**WRITTEN PROBLEM**
Reproduce the items from their start through the line that contains "98 763 L 98", inclusive, changing "glossy" to "waxy" and leaving everything else untouched. Return only those lines.

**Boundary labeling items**
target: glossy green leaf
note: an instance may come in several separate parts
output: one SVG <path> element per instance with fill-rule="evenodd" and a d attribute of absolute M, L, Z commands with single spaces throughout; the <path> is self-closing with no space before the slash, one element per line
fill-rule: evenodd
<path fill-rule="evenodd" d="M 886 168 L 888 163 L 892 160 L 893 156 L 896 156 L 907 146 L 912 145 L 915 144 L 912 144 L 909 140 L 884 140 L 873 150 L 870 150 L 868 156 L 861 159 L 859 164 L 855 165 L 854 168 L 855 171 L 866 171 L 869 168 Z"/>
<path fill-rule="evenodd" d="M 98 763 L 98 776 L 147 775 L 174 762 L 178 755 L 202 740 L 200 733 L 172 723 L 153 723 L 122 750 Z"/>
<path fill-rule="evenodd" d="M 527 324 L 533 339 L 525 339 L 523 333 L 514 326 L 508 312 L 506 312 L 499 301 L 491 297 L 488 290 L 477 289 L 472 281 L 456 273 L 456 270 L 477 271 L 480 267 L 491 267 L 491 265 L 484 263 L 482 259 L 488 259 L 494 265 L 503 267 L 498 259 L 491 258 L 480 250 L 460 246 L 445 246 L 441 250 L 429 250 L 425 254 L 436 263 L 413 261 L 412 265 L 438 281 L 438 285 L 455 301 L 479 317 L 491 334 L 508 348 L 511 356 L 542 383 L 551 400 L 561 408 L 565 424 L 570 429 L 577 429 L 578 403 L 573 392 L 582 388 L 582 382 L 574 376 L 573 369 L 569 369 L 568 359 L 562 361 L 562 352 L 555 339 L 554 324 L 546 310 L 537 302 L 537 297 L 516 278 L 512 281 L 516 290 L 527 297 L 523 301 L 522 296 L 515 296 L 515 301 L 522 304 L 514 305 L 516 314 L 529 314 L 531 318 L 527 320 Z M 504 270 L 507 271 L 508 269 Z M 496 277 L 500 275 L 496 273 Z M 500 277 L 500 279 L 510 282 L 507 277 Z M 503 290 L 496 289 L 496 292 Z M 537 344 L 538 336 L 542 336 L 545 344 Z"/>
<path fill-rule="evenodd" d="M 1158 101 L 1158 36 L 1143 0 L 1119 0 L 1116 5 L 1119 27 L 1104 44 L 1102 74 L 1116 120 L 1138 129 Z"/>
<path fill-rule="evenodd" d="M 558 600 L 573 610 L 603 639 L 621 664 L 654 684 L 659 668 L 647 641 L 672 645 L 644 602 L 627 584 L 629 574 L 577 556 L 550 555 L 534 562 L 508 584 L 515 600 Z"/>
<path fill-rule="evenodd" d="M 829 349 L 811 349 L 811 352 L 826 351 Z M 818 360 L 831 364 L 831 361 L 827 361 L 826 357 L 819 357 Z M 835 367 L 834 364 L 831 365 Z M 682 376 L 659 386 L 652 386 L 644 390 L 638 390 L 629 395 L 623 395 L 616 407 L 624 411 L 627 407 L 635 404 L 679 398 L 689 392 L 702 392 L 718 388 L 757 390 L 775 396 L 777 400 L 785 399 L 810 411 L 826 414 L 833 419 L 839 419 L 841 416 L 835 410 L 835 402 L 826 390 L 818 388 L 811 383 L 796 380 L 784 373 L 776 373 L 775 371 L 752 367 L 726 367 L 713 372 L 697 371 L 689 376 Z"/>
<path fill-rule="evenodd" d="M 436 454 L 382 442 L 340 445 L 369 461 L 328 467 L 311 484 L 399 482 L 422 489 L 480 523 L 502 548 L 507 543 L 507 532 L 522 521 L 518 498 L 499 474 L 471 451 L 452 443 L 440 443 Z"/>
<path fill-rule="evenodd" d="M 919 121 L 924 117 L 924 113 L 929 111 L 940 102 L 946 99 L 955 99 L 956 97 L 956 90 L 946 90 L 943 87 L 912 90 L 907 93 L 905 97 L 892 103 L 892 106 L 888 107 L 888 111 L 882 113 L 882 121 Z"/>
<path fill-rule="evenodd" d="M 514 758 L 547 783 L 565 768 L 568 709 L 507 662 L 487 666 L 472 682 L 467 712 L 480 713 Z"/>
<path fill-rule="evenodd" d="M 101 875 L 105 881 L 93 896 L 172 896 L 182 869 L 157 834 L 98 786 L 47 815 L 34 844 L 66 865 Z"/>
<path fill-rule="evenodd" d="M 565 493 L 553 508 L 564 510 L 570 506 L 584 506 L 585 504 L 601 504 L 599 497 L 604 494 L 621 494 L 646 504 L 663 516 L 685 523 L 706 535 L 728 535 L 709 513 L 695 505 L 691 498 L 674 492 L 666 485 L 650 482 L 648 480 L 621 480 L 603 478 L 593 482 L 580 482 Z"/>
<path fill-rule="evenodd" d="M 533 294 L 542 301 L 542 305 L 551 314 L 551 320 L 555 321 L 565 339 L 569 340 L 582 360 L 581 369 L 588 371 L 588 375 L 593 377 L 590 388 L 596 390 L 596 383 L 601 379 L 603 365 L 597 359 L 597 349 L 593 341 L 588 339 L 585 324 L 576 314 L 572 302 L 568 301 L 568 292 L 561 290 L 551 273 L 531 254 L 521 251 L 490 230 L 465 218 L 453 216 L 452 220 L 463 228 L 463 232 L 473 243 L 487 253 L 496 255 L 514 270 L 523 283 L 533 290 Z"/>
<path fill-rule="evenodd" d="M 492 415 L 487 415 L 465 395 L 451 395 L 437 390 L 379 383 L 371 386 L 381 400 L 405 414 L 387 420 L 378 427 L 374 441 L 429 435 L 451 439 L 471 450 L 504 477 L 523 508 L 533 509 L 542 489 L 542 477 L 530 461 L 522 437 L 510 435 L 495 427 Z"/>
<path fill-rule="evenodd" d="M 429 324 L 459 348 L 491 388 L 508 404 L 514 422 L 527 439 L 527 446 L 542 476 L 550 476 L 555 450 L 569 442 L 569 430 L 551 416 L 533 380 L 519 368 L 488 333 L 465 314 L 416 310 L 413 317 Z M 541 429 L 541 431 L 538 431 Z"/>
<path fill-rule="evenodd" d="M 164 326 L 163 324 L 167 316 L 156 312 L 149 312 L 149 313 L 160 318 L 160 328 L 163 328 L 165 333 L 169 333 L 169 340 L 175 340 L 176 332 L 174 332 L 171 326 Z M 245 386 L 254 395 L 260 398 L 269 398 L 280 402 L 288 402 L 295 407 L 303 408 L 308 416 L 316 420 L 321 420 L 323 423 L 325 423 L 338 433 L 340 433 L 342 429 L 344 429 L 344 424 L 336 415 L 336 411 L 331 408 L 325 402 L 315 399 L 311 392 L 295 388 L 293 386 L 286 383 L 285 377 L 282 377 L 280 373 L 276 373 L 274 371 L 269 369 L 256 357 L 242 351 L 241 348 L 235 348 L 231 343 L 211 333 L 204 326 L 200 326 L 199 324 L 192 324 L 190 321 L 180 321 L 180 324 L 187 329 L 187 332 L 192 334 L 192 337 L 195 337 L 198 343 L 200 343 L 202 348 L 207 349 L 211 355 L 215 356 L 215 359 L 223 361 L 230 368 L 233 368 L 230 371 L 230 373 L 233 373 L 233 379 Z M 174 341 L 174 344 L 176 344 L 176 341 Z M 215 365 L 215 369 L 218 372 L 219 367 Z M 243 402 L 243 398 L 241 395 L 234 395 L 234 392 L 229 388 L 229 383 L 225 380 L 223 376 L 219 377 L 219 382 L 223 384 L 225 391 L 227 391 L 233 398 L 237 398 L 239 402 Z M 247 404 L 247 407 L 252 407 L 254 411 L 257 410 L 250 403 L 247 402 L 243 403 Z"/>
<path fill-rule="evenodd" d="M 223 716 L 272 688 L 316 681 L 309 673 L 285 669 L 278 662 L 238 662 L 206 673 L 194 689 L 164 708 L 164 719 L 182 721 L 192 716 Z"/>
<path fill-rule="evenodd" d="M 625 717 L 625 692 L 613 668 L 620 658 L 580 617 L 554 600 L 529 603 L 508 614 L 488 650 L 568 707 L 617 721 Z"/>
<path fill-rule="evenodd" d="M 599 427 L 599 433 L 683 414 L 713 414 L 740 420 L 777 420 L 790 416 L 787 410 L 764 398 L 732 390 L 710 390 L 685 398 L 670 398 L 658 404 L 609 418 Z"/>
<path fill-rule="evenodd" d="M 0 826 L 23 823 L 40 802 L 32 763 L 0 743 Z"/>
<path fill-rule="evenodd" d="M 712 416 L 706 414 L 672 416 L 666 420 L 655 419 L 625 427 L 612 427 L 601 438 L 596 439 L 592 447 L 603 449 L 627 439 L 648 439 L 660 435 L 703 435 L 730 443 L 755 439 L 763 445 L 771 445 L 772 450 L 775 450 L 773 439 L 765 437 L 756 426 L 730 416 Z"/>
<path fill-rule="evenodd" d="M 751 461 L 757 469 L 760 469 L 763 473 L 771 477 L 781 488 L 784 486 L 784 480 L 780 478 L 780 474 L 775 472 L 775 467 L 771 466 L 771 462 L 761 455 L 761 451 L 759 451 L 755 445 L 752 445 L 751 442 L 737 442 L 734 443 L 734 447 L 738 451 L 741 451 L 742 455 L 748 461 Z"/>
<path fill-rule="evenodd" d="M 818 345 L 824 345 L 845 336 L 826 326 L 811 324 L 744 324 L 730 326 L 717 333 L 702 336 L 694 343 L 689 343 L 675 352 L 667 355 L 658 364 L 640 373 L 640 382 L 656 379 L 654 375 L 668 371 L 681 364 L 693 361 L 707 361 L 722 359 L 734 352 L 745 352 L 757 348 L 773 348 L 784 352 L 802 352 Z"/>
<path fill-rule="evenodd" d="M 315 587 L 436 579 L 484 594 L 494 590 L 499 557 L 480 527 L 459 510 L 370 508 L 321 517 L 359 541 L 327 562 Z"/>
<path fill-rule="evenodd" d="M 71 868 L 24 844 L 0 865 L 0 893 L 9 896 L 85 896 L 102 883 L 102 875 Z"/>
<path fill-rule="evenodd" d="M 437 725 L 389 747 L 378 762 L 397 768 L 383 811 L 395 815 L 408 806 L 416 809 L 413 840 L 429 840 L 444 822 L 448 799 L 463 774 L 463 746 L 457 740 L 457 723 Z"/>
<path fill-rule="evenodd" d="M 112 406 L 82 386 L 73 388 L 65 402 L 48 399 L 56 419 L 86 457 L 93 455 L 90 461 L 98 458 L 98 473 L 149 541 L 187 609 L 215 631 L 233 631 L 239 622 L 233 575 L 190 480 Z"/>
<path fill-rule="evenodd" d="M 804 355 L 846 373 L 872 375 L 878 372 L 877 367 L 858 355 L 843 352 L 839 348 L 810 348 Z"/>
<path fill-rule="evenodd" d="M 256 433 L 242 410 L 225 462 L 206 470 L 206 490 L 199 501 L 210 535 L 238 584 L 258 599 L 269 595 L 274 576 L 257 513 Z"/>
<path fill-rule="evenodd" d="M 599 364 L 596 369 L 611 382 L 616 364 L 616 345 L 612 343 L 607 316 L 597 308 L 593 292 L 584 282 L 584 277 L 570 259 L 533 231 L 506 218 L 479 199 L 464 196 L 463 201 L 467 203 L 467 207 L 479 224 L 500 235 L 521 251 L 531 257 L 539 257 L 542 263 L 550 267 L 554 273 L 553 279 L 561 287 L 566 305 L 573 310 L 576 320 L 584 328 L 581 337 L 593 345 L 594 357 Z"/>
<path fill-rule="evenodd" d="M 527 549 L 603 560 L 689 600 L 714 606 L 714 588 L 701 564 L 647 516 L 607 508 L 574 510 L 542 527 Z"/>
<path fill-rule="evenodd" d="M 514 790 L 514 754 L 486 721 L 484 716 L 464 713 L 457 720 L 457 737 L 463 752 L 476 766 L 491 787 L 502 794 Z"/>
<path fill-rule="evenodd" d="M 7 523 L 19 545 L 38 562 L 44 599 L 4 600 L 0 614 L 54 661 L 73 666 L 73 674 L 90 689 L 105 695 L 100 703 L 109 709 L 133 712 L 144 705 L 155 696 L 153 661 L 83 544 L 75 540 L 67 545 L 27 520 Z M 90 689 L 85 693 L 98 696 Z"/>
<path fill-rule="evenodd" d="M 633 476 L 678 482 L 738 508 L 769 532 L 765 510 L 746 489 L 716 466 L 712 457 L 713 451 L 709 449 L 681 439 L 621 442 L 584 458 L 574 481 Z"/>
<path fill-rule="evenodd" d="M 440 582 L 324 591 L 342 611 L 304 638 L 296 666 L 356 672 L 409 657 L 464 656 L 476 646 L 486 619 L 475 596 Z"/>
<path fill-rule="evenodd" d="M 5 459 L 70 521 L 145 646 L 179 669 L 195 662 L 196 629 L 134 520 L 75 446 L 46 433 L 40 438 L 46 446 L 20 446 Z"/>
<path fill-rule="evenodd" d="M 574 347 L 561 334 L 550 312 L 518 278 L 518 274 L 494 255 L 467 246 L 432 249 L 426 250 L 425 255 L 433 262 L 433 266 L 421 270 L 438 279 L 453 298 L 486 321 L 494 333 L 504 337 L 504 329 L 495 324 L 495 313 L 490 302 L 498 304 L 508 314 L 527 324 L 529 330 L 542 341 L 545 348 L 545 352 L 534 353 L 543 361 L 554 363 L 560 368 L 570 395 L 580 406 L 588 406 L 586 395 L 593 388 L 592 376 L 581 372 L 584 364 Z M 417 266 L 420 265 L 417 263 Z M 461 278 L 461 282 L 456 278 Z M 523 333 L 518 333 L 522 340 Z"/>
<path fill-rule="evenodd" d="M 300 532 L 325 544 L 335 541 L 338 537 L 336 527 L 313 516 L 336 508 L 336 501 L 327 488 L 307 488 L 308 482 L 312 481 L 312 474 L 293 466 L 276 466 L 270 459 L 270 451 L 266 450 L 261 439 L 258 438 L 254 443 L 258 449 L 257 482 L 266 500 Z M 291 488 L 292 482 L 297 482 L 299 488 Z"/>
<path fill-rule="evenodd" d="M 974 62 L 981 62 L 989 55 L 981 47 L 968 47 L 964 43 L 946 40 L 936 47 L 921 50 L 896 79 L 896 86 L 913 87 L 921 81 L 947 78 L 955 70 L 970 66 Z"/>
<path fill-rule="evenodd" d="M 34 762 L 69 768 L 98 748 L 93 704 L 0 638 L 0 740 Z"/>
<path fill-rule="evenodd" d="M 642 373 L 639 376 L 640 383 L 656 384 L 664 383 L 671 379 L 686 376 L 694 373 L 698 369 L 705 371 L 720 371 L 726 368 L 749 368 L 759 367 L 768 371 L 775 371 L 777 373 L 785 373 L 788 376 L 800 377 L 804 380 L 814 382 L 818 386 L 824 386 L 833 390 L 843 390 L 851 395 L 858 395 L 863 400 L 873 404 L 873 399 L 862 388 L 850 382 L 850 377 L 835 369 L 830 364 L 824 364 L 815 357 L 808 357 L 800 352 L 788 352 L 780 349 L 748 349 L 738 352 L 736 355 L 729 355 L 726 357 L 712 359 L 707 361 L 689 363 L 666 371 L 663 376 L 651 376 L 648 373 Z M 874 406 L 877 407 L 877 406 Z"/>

**COMPLETED TASK**
target: waxy green leaf
note: an instance may come in several separate parts
output: one SVG <path> element per instance with fill-rule="evenodd" and a d attribute of absolute M, L, Z commands with single spaces throughout; the <path> is self-closing with no space before the slash, one element per line
fill-rule: evenodd
<path fill-rule="evenodd" d="M 886 168 L 888 163 L 892 160 L 893 156 L 896 156 L 907 146 L 912 145 L 915 144 L 912 144 L 909 140 L 884 140 L 873 150 L 870 150 L 868 156 L 861 159 L 859 164 L 855 165 L 854 168 L 855 171 L 866 171 L 869 168 Z"/>
<path fill-rule="evenodd" d="M 98 763 L 98 776 L 147 775 L 174 762 L 178 755 L 202 740 L 200 733 L 172 723 L 153 723 L 122 750 Z"/>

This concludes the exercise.